_PROBLEM DESCRIPTION:_
Please decide whether each of the following statements agrees with the passage on ambulance response targets, answering yes or no and quoting the words of the passage that decide it.
1. Under the new system, the clock stops when the first medical professional arrives on scene.
2. The public announcements have set out the criteria for deciding whether a case is “life-threatening”.
3. The review of the pilot scheme found that 6.5% of the most serious 999 calls received a faster emergency response.

34% of cases will be classified as “urgent”, with a response time of 120 minutes, and 10% of cases will be classified as “non-urgent”, with a response time of 180 minutes.

It is anticipated that a number of cases which currently would fall within the 8-minute target will now attract a 40-minute target – but the urgent and non-urgent cases now have a target response time, which was not the case before.

Perhaps most significantly, the clock will stop only when the most appropriate response arrives on scene, rather than the first medical professional.

However, it is not clear exactly how these changes will be implemented. The public announcements have not included the criteria for deciding whether a case is “life-threatening” or an emergency. There will need to be training at every level of the call handling and dispatch system, as well as for the paramedics and medical professionals who respond to calls, but the timeframe for implementation and training has not yet been announced.

There are also practical obstacles, as call handlers will still be reliant on information provided by untrained members of the public. If a heart attack or stroke could be classified as either life-threatening or an emergency, the extra time for assessment will surely help. But sometimes it simply isn’t possible to work out over the phone whether a complaint of “chest pain” is actually a heart attack or something more benign, and so there will always be a need for ambulances dispatched “just in case”.

NHS England has also announced new “condition-specific measures” which will track time from 999 call to hospital treatment for heart attacks and strokes, with the aim of seeing 90% of eligible heart attack patients receiving appropriate management in a specialist centre within 150 minutes, and 180 minutes for stroke patients. It is not yet clear, however, how the jump will be made from data collection to targets.

It’s not about relaxing standards

After months of headlines about the difficulties facing the NHS, there may be those who greet this announcement with some scepticism. Rather than working to meet the targets, are NHS England simply moving the goalposts?

This is clearly a criticism which NHS England expected to receive. The announcement of the pilot scheme was accompanied by “expert advice from senior clinical experts” which set out the reasons why the scheme was advisable and would not endanger the lives of patients. The announcement of the wider implementation of the scheme stated that the proposals were “well structured, methodical and evidence based”, with “significant input from senior ambulance clinicians”.

The review of the pilot scheme, carried out by Sheffield University’s Centre for Emergency and Urgent Care Research (CURE), concluded that the new system allowed ambulance services to use their resources more effectively, although the results are perhaps more modest than hoped for. 6.5% of the most serious 999 calls received a faster emergency response, and more patients were allocated the correct vehicle first time. The study estimated that there was the potential for a gain of 10,243 resources per week, which would be available to respond to other incidents, with fewer vehicles being assigned to calls and then cancelled before arrival. Other proposals tested did not produce a quantifiable change in outcomes, but were thought to have provided “a period of stability” at a time of increased demand.

_RECORDS SUPPLIED:_
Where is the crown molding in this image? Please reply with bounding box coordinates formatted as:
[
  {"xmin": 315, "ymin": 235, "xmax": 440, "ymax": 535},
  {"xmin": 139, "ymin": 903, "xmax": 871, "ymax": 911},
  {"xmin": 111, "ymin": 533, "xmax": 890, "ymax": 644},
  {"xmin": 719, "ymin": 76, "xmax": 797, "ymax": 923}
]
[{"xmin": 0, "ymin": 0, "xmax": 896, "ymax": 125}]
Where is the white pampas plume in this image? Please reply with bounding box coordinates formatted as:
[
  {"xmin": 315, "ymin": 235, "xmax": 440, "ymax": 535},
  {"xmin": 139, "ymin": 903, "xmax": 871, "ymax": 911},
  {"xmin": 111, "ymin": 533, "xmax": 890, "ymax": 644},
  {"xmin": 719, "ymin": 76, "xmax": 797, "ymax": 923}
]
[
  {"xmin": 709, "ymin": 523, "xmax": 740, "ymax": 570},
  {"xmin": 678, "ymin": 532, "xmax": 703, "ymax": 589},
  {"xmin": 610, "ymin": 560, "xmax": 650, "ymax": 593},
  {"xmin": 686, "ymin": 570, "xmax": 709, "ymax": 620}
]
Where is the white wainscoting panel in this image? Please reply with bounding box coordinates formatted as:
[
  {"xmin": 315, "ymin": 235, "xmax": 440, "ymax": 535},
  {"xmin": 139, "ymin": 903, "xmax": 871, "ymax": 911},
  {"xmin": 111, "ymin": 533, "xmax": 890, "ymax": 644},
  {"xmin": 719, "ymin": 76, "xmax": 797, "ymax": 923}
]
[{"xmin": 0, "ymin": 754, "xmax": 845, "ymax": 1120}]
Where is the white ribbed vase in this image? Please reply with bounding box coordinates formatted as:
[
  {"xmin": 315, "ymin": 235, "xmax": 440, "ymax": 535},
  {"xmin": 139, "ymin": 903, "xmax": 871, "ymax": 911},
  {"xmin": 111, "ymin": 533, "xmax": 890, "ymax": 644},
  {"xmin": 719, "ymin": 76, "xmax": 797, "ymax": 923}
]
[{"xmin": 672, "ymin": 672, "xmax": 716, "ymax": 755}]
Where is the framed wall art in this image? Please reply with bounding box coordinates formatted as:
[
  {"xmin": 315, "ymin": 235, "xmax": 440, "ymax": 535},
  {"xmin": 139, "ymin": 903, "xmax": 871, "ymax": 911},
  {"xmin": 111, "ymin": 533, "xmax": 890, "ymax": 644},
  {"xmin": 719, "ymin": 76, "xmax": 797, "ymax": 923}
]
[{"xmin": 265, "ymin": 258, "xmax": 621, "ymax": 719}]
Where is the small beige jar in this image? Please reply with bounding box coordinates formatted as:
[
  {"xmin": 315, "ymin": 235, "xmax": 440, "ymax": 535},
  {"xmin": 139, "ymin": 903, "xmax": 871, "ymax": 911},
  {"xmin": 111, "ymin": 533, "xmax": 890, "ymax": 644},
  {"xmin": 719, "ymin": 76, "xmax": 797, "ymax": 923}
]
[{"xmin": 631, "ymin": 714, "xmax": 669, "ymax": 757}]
...
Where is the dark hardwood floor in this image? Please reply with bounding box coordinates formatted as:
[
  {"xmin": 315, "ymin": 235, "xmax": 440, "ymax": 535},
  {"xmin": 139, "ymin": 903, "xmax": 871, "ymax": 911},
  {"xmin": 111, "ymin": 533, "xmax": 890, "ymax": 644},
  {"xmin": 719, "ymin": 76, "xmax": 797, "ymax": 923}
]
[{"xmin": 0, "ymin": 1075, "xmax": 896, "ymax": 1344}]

_FINISHED TASK:_
1. No: "the clock will stop only when the most appropriate response arrives on scene, rather than the first medical professional."
2. No: "The public announcements have not included the criteria for deciding whether a case is “life-threatening” or an emergency."
3. Yes: "6.5% of the most serious 999 calls received a faster emergency response"